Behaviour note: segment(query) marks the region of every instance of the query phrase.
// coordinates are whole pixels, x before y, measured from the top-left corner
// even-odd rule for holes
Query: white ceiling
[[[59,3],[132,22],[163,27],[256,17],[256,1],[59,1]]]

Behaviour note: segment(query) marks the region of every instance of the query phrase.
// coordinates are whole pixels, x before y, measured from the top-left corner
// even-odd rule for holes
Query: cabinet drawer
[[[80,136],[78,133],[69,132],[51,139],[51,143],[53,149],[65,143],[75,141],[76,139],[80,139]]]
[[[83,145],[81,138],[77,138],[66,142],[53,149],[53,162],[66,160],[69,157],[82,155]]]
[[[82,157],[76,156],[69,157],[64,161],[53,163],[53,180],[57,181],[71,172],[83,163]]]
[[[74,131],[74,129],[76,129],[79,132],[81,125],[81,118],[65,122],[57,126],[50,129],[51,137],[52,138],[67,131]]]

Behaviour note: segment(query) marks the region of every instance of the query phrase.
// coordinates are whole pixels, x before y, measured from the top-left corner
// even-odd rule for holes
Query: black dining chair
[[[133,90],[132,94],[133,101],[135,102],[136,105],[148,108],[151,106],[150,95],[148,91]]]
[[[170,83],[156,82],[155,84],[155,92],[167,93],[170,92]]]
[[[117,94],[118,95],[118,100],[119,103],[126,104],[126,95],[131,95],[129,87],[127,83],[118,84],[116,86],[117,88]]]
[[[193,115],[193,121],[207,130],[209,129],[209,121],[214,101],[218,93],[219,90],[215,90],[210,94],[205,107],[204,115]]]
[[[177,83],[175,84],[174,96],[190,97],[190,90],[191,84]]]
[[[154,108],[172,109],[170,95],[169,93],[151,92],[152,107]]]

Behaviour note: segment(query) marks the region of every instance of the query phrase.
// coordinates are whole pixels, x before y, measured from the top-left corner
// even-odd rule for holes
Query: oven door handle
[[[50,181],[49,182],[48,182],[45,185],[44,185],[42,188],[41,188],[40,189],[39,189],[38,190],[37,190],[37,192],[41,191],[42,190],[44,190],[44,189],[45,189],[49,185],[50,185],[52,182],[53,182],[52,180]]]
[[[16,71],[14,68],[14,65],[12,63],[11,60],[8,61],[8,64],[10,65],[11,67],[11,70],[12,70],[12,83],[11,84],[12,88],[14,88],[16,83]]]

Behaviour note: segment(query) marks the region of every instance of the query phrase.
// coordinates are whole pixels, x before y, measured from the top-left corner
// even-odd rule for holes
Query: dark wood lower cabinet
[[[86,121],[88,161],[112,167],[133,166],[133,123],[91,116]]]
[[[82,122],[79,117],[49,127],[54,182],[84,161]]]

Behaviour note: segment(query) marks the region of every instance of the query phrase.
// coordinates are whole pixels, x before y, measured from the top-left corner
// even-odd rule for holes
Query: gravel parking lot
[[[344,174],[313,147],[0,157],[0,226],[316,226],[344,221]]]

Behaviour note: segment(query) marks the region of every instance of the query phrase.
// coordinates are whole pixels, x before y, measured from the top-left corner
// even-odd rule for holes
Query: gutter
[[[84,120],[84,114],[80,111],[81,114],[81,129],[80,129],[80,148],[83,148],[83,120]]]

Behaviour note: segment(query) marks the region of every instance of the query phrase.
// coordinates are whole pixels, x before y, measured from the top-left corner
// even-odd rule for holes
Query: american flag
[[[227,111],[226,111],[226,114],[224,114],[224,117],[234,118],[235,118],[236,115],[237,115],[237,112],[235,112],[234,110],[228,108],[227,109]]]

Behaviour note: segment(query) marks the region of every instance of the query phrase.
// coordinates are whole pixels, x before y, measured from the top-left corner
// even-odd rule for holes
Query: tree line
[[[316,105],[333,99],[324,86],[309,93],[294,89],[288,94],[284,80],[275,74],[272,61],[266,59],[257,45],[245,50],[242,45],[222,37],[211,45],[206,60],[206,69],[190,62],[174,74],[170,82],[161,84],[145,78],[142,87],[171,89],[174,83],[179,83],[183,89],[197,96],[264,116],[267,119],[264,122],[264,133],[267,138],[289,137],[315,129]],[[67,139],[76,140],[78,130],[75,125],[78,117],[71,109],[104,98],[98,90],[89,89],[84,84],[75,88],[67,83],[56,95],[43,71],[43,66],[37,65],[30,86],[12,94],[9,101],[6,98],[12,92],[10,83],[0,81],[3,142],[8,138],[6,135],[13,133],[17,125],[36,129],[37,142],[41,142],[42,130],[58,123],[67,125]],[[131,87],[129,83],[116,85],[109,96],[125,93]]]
------------
Work to do — Reproduce verbatim the portion of the records running from their first line through the line containing "[[[59,3],[132,22],[163,27],[256,17],[256,1],[59,1]]]", with both of those lines included.

Task output —
Behaviour note: segment(query) marks the region of every instance of the query phrase.
// coordinates are whole pixels, x before y, measured from the top-left corner
// even-odd rule for holes
Query: white ceiling
[[[59,3],[132,22],[163,27],[256,17],[256,1],[59,1]]]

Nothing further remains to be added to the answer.